Referring expression data:
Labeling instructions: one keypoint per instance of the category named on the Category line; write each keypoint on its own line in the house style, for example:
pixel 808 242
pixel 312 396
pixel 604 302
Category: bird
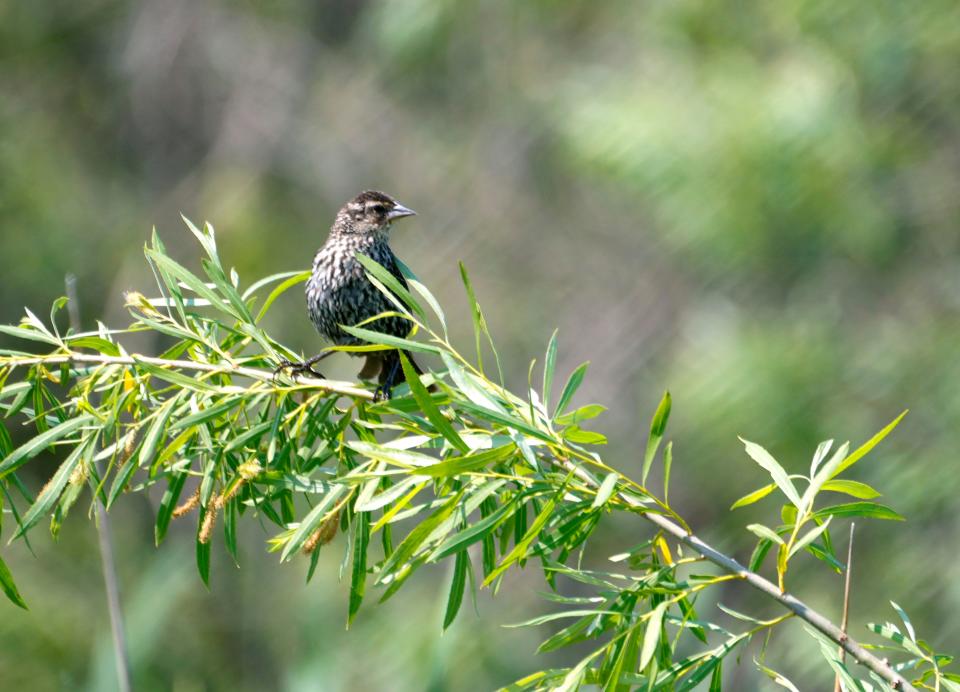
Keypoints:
pixel 339 292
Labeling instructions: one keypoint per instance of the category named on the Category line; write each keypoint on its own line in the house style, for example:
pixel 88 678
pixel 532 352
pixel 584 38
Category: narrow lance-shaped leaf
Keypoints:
pixel 34 446
pixel 765 532
pixel 571 387
pixel 9 587
pixel 51 491
pixel 605 492
pixel 457 586
pixel 358 577
pixel 865 448
pixel 657 427
pixel 549 365
pixel 391 283
pixel 809 537
pixel 756 495
pixel 767 462
pixel 651 635
pixel 429 408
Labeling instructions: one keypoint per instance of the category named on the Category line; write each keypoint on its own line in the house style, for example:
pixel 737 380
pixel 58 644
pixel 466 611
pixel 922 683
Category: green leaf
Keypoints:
pixel 192 281
pixel 549 365
pixel 520 548
pixel 35 445
pixel 627 652
pixel 174 376
pixel 859 509
pixel 667 463
pixel 505 419
pixel 750 498
pixel 657 427
pixel 822 475
pixel 388 340
pixel 167 504
pixel 651 635
pixel 358 577
pixel 29 334
pixel 758 555
pixel 51 491
pixel 765 532
pixel 890 631
pixel 868 445
pixel 808 537
pixel 853 488
pixel 470 462
pixel 583 437
pixel 409 545
pixel 570 388
pixel 429 408
pixel 390 282
pixel 95 342
pixel 479 324
pixel 9 587
pixel 479 530
pixel 606 489
pixel 584 413
pixel 457 585
pixel 155 432
pixel 310 522
pixel 203 557
pixel 906 621
pixel 767 462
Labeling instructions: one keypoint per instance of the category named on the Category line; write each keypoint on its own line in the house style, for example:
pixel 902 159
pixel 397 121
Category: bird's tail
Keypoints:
pixel 390 371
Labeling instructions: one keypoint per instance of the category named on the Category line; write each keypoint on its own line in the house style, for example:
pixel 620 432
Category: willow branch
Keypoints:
pixel 791 603
pixel 338 386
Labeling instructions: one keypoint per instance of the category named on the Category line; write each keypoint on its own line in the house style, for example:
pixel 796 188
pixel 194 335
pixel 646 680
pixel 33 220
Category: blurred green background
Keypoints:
pixel 752 204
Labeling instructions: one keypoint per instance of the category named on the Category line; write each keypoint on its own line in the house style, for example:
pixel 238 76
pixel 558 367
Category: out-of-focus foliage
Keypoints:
pixel 467 473
pixel 753 204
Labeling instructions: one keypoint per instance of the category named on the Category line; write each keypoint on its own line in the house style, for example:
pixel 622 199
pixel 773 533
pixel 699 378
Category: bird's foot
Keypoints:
pixel 303 367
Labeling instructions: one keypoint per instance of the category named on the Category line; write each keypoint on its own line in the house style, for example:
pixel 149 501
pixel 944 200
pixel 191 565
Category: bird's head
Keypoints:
pixel 370 212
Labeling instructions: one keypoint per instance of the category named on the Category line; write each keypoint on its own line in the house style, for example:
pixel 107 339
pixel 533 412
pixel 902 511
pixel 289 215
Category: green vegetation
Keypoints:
pixel 472 466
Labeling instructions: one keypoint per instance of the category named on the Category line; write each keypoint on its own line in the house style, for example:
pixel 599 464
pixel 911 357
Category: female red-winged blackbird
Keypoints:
pixel 339 292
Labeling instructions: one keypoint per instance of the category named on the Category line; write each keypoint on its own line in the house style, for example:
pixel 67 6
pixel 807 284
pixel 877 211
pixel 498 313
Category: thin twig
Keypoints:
pixel 340 387
pixel 846 601
pixel 791 603
pixel 107 563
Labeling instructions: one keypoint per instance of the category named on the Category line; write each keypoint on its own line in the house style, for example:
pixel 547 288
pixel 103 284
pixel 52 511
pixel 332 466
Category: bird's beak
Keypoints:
pixel 399 211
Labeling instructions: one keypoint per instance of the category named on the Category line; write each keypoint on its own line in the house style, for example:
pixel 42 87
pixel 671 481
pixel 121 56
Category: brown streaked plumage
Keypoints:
pixel 339 292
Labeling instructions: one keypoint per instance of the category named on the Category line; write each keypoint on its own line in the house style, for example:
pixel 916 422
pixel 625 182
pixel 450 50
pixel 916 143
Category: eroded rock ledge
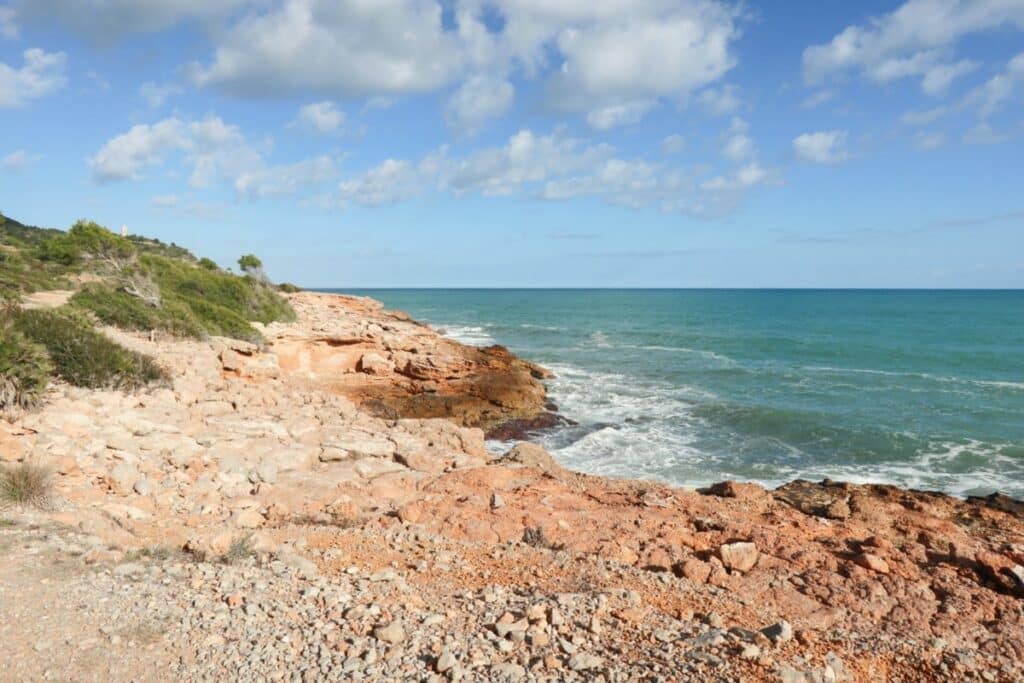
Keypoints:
pixel 385 543
pixel 395 368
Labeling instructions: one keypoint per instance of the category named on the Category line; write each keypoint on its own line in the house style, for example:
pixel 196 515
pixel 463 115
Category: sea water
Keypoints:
pixel 918 388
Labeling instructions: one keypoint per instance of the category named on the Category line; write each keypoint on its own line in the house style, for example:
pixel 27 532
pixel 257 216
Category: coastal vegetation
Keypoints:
pixel 132 283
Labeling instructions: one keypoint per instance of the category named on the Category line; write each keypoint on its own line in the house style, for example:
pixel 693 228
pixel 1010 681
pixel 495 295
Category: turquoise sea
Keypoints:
pixel 920 388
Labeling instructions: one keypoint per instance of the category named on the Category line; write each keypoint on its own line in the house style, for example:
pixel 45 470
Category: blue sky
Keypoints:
pixel 530 142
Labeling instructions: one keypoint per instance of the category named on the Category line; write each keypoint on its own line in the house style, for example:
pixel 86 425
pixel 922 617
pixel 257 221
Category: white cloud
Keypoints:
pixel 937 79
pixel 818 98
pixel 738 147
pixel 930 141
pixel 156 94
pixel 212 151
pixel 821 147
pixel 983 133
pixel 477 100
pixel 991 95
pixel 390 182
pixel 554 167
pixel 287 180
pixel 611 60
pixel 914 40
pixel 336 47
pixel 924 118
pixel 322 117
pixel 8 24
pixel 649 51
pixel 41 74
pixel 720 101
pixel 107 20
pixel 17 161
pixel 165 201
pixel 673 144
pixel 619 115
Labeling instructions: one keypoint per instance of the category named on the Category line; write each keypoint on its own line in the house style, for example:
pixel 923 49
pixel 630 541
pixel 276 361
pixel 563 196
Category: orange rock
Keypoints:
pixel 872 562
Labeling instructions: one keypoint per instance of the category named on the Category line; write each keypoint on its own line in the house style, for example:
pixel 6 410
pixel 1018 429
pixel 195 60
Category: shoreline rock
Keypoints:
pixel 298 496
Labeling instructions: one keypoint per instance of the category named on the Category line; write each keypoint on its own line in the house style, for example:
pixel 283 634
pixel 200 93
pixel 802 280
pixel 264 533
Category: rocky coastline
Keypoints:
pixel 324 507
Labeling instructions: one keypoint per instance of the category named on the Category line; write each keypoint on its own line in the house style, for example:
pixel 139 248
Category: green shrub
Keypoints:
pixel 25 370
pixel 83 356
pixel 123 310
pixel 87 242
pixel 25 484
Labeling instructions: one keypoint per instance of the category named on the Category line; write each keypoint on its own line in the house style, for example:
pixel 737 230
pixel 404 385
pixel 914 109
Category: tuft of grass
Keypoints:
pixel 83 356
pixel 25 370
pixel 241 548
pixel 26 484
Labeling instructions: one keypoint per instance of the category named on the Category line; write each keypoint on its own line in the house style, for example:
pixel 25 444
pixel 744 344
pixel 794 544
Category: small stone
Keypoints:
pixel 696 570
pixel 778 633
pixel 739 556
pixel 584 662
pixel 872 562
pixel 445 662
pixel 751 651
pixel 391 633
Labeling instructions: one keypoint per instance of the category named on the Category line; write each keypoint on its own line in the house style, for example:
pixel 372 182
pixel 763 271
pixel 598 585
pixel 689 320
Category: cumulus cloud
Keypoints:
pixel 720 101
pixel 655 50
pixel 17 161
pixel 821 147
pixel 929 141
pixel 8 23
pixel 477 100
pixel 994 93
pixel 212 151
pixel 390 182
pixel 156 94
pixel 108 20
pixel 924 118
pixel 322 117
pixel 40 74
pixel 610 61
pixel 337 47
pixel 914 40
pixel 553 167
pixel 673 144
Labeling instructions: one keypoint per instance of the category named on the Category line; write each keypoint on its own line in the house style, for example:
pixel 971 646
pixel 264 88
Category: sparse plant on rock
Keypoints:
pixel 26 484
pixel 25 369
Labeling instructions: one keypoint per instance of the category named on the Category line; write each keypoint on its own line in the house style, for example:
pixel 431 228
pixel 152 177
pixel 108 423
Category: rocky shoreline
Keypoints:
pixel 325 508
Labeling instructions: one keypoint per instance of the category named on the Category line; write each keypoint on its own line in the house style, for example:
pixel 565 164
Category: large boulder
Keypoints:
pixel 529 455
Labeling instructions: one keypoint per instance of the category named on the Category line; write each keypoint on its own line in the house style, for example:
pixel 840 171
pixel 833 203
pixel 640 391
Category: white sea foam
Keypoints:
pixel 472 335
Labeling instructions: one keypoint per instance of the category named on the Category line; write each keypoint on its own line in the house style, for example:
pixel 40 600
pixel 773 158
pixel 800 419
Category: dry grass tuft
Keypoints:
pixel 26 484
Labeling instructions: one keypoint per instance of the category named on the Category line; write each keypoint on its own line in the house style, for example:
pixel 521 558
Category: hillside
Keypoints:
pixel 132 283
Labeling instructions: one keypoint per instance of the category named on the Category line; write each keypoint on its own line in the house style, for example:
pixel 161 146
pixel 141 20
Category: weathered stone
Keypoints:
pixel 738 556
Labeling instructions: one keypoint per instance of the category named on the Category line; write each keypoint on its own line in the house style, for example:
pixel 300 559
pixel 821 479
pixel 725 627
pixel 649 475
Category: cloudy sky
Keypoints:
pixel 531 142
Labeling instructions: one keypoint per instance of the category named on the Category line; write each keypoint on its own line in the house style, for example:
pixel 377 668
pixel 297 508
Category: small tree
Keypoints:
pixel 251 265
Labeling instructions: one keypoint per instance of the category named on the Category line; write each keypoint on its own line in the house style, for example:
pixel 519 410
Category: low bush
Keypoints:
pixel 83 356
pixel 25 370
pixel 25 484
pixel 124 310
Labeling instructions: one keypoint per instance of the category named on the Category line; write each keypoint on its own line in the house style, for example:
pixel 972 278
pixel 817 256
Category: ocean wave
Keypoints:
pixel 1003 384
pixel 471 335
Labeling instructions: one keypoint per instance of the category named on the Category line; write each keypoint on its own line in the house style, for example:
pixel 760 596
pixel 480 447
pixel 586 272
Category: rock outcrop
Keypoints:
pixel 345 464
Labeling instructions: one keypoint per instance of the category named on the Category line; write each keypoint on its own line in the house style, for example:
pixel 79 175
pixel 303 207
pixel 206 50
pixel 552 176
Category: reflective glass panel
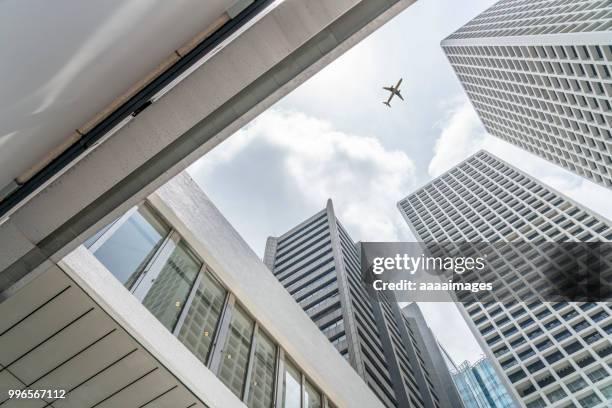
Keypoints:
pixel 128 250
pixel 312 397
pixel 292 388
pixel 200 325
pixel 261 389
pixel 235 359
pixel 166 297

◆ **WORK TO BE COMPLETED**
Please copy out each line of the data in which the word "shoreline" occurs.

◆ **ANSWER TO THE EXERCISE**
Category: shoreline rock
Category: rocky shoreline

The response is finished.